▶ _PASSAGE PROVIDED_

In Britain things are now not much different. True, Britain has been accustomed to stand aloof from Europe. The bourgeoisie has educated the British people in the belief that the Continent is one thing and Britain another. The Government of Britain intervened in the old wars of Europe, supporting with money, and to some extent with its Navy, the weaker against the stronger side, until the moment came when a balance of power had been achieved on the Continent. In this, comrades, consisted for centuries the entire world policy of Britain – dividing Europe into two camps and not allowing one camp to strengthen itself at the expense of the other. The rulers of Britain supported their allies in the same way that the rope supports the man being hanged, that is, so as to tighten the noose around their necks as close as possible, in the form of all sorts of obligations, in order thereby to exhaust the strength not only of Britain’s enemies but also of her ‘allies’. But this time it did not work out like that – Germany developed too strongly, showed herself too strong, and Britain was obliged to involve herself in this war, to get deeply into it, not only with money but with flesh, with human blood. But it has been said that ‘blood is very special stuff’. This intervention by the British bourgeoisie will not pass without its consequences ... Britain’s privileged position, fundamentally undermined by German competition, has vanished forever. The British trade-unionist workers used to say: ‘We have no militarism here: I am a free citizen on my own island, which is protected by the Navy. There are a few tens of thousands of sailor mercenaries in the Navy, and that’s all.’

But now militarism has taken this ‘free’ British proletarian by the scruff of the neck and thrown him on to the territory of Europe, and the war has brought with it a fearful increase in taxes and in the cost of living. All this has radically undermined the old ‘privileged’ economic situation even of the upper stratum of the British working class.

▶ _SUPPLIED RECORDS_
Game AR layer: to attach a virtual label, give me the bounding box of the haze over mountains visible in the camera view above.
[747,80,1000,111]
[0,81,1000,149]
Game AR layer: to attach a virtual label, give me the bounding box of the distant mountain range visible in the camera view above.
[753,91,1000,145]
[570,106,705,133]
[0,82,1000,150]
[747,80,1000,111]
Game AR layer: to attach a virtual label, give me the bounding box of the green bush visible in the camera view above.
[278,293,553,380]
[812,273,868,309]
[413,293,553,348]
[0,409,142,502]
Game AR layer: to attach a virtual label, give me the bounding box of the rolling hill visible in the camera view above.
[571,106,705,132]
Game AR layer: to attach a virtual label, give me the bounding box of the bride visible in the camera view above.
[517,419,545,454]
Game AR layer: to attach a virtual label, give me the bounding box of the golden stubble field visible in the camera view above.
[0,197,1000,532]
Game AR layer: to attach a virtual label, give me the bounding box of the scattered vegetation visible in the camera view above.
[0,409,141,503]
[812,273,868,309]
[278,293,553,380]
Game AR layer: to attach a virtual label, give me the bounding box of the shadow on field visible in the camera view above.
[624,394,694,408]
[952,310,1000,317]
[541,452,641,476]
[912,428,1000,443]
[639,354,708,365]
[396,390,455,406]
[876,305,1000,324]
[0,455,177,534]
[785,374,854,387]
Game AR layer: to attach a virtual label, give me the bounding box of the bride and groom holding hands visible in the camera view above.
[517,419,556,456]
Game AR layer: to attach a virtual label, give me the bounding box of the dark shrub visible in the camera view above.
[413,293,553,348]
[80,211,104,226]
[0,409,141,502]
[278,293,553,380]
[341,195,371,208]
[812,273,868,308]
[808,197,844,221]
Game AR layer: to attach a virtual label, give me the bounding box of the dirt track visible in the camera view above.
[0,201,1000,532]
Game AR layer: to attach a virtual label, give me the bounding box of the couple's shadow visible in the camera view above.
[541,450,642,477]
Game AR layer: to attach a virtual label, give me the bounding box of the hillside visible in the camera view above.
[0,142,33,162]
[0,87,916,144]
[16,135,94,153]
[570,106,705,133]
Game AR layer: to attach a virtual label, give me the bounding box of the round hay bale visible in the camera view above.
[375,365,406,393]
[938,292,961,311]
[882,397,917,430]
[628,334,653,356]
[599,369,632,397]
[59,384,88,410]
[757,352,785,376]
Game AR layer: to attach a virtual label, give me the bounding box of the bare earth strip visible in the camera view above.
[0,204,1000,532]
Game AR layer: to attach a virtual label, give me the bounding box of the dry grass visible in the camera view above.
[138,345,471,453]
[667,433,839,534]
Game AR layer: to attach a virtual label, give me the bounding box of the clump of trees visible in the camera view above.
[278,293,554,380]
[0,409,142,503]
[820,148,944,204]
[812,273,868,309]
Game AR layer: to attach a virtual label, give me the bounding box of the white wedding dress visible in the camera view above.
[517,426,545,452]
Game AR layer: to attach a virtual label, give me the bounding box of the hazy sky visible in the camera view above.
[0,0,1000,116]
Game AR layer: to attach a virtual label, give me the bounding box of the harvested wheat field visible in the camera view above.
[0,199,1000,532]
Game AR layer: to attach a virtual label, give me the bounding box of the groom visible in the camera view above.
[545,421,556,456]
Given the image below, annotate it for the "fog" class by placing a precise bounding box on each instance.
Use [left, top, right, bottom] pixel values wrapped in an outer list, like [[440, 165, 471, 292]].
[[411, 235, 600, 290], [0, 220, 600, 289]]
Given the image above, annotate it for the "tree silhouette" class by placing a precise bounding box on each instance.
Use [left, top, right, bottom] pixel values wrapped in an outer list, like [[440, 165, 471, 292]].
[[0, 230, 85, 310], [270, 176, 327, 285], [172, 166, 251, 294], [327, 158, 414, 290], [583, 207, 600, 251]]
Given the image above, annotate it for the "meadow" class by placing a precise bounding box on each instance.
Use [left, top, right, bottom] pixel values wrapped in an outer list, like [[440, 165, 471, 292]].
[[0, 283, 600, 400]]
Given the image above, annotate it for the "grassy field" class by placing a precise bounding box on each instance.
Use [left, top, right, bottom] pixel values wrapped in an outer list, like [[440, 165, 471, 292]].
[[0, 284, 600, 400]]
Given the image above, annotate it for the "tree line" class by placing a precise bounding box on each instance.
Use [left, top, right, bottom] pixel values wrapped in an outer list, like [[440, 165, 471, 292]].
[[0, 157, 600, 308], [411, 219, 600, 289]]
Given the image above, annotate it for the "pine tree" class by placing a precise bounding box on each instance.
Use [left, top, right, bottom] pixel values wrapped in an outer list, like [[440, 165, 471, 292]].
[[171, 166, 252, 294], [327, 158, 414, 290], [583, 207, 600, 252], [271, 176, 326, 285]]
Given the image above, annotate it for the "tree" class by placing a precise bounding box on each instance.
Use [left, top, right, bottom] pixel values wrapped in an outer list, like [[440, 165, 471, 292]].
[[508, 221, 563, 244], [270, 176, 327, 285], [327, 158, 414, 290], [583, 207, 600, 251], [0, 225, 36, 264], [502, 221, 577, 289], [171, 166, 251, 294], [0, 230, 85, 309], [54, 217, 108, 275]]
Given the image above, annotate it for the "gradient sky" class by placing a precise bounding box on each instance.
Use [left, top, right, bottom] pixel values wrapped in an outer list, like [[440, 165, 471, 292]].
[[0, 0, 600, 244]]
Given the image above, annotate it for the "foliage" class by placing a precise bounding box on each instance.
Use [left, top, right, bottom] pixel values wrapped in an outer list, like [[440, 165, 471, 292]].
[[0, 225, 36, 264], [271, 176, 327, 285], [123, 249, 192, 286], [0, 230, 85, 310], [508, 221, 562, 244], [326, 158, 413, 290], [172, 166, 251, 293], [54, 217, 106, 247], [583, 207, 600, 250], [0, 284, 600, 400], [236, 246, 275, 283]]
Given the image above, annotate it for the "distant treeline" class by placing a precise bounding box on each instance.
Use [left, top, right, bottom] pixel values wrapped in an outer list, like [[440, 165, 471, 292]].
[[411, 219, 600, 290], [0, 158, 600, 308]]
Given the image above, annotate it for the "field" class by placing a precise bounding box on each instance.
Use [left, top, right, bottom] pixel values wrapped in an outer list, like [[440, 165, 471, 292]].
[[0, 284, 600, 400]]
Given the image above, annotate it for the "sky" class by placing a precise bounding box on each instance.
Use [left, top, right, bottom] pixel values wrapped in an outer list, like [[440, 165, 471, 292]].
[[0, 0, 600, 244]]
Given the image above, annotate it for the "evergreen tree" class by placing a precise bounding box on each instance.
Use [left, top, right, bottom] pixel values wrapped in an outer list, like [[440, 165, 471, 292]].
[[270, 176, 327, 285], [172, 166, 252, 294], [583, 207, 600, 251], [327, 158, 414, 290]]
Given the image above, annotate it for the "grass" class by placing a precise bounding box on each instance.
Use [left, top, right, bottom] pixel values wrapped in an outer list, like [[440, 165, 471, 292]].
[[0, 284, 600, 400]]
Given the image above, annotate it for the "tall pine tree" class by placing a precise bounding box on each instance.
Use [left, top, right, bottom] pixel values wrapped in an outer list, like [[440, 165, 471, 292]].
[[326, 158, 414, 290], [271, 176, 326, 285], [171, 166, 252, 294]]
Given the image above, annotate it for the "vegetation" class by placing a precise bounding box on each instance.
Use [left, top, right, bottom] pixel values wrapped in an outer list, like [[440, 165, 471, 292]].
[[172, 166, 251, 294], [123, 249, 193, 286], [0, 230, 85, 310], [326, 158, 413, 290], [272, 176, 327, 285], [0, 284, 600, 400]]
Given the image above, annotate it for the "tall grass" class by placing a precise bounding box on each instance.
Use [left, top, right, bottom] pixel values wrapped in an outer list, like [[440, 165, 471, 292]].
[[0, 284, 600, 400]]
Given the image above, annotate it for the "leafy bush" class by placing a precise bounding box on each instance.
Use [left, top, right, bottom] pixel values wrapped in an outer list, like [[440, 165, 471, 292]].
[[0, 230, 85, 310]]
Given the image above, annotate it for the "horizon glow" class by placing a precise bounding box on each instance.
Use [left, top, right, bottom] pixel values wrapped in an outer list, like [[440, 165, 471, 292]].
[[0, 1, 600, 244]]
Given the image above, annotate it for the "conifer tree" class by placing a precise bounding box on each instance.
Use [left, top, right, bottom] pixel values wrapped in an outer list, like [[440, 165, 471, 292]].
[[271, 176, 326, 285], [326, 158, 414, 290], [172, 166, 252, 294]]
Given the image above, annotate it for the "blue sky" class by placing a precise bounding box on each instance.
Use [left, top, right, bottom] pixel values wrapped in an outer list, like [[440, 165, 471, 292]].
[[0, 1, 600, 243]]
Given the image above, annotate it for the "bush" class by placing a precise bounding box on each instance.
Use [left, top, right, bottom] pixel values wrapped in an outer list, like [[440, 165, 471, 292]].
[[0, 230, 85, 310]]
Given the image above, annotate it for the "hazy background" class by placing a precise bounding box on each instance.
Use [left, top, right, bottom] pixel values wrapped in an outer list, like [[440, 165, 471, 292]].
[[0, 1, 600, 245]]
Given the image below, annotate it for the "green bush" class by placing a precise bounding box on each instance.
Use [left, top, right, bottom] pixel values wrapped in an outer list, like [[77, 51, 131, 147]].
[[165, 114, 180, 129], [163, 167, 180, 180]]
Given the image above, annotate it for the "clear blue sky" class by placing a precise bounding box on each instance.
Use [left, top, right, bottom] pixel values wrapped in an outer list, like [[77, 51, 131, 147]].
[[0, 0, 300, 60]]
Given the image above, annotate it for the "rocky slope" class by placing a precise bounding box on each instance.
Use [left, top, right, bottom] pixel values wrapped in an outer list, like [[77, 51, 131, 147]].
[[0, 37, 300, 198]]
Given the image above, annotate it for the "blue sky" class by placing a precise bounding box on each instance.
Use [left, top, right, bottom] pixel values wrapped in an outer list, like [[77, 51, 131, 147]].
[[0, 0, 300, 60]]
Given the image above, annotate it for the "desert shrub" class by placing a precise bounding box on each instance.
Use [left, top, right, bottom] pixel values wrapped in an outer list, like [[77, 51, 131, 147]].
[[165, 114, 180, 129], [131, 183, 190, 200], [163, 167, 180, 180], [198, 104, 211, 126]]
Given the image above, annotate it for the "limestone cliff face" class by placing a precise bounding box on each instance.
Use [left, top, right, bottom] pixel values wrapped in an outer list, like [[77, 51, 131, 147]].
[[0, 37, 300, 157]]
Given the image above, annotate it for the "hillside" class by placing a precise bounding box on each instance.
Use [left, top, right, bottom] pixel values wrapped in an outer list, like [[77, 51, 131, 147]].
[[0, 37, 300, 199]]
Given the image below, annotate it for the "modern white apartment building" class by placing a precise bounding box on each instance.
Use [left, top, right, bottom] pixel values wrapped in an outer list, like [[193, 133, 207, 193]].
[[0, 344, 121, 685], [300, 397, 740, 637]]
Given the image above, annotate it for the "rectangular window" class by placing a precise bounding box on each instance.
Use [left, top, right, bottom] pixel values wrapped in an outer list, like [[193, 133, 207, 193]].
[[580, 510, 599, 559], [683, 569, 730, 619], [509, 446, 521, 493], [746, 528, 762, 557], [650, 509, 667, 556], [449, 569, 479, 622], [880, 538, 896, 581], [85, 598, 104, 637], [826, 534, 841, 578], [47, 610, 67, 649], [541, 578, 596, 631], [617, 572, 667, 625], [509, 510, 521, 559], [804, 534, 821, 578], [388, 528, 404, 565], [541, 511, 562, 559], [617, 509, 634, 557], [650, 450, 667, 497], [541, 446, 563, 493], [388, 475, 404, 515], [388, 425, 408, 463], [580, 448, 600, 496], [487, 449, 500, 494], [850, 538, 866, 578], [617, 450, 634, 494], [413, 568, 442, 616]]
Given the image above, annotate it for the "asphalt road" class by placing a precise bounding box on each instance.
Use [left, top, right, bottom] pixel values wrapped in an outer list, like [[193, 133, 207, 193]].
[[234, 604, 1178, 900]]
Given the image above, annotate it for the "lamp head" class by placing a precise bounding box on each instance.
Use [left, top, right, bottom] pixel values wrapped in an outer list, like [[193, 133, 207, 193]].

▶ _WRITTEN EXERCISE A_
In the passage on Britain, what does it say was the entire world policy of Britain for centuries?
▶ _WRITTEN EXERCISE B_
Copy out the part of the entries that opens with the line containing "track visible in the camera view above." and closes with the line containing "[517,426,545,452]", including both of those lines.

▶ _WORKED ANSWER A_
Dividing Europe into two camps and not allowing one camp to strengthen itself at the expense of the other.

▶ _WORKED ANSWER B_
Game AR layer: to attach a virtual label, give me the bounding box of the dirt track visible in the camera view above.
[0,201,1000,532]
Game AR layer: to attach a virtual label, give me the bounding box of the couple's shadow visible in the camera view above.
[541,450,642,477]
Game AR layer: to attach a virtual label, give me the bounding box of the hillside visible in the camera view above.
[0,142,33,162]
[0,87,916,144]
[16,135,94,153]
[570,106,705,133]
Game AR layer: to attach a virtual label, give me the bounding box of the round hay bale visible in the camera view above.
[375,365,406,393]
[938,292,961,311]
[882,397,917,430]
[628,334,653,356]
[599,369,632,397]
[59,384,88,410]
[757,352,785,376]
Game AR layer: to attach a virtual label, give me the bounding box of the bare earth strip visible in the camera view above.
[0,204,1000,532]
Game AR layer: to attach a virtual label, give me the bounding box of the dry grass visible in the camera view above.
[138,345,471,453]
[667,433,839,534]
Game AR layer: to attach a virtual label, give me the bounding box of the clump of trees visible in the camera view above.
[278,293,554,380]
[0,409,142,503]
[820,148,944,204]
[812,273,868,309]
Game AR layer: to attach a virtual label, give me the bounding box of the white wedding dress visible in the camera view above.
[517,426,545,452]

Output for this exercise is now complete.